WORK INSTRUCTIONS: Collect every line of the items below that contains the string "object". Matching is case-sensitive.

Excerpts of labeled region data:
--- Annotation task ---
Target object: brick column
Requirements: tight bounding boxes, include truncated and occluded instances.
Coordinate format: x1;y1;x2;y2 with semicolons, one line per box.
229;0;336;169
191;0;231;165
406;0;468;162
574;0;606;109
---
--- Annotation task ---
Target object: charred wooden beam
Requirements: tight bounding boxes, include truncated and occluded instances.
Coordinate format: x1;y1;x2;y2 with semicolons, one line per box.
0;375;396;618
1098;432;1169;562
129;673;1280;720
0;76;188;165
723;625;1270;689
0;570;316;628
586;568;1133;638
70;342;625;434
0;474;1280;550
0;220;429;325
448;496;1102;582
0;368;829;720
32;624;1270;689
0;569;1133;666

WRITTEN RESPONSE:
Target object: brick column
Target object: charred wooden beam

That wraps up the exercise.